By now, most Malaysians know that the standard operating procedure enforced by the authorities in light of the Covid-19 pandemic is basically meant to contain the spread of the scourge in our society – while the world waits anxiously for its vaccine.
In practical terms, it means that we all adhere to the standard operating procedure, such as observing physical distancing, wearing face masks, washing our hands, staying clear of crowded places and undergoing self-quarantine, among other things, to protect ourselves and others as well.
That is how important this procedure should be to us all. To ensure that this message is not lost on all of us, we are reminded by the authorities that offenders could face maximum penalties of a RM1,000 fine and six months’ jail under the Prevention and Control of Infectious Diseases Act 1988.
This explains why some social media users were cynical and others outraged when Prime Minister Muhyiddin Yassin assured fellow Malaysians in a televised address recently that there were no double standards in enforcing the standard operating procedure.

Data provided:
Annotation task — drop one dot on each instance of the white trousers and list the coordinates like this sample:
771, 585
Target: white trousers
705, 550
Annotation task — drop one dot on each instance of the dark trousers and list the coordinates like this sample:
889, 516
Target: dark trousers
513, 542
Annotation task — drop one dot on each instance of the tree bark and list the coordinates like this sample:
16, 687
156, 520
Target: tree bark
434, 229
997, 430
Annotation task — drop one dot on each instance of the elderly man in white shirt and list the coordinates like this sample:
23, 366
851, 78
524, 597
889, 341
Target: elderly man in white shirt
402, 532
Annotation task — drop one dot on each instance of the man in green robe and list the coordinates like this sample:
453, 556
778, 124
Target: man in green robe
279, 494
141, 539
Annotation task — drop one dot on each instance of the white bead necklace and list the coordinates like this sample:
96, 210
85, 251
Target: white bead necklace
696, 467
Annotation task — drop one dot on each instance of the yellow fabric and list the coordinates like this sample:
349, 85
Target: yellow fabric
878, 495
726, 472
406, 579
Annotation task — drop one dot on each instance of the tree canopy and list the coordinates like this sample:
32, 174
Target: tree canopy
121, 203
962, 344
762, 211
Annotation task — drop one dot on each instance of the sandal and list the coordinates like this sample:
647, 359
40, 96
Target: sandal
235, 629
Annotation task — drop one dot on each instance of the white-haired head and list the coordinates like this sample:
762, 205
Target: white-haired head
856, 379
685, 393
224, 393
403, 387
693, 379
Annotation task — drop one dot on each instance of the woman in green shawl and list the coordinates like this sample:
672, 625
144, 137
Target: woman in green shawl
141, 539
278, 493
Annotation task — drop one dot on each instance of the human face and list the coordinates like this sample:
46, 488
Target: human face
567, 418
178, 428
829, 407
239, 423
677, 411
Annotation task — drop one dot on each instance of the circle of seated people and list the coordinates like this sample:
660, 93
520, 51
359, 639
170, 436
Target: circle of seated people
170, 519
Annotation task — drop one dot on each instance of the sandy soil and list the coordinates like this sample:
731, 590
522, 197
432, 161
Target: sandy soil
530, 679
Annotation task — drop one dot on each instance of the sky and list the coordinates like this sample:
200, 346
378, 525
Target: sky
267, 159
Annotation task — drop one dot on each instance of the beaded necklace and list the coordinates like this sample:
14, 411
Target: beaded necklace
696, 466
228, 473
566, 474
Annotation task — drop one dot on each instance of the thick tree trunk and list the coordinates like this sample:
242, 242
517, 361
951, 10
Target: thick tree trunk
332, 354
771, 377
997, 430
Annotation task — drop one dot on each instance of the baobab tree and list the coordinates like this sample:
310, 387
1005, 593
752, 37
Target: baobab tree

What you need to do: Repeat word for word the passage of the commentary on Malaysia's Covid-19 standard operating procedure starting with "By now, most" and going on through "for its vaccine.". The data above can be set aside.

Answer for the task:
By now, most Malaysians know that the standard operating procedure enforced by the authorities in light of the Covid-19 pandemic is basically meant to contain the spread of the scourge in our society – while the world waits anxiously for its vaccine.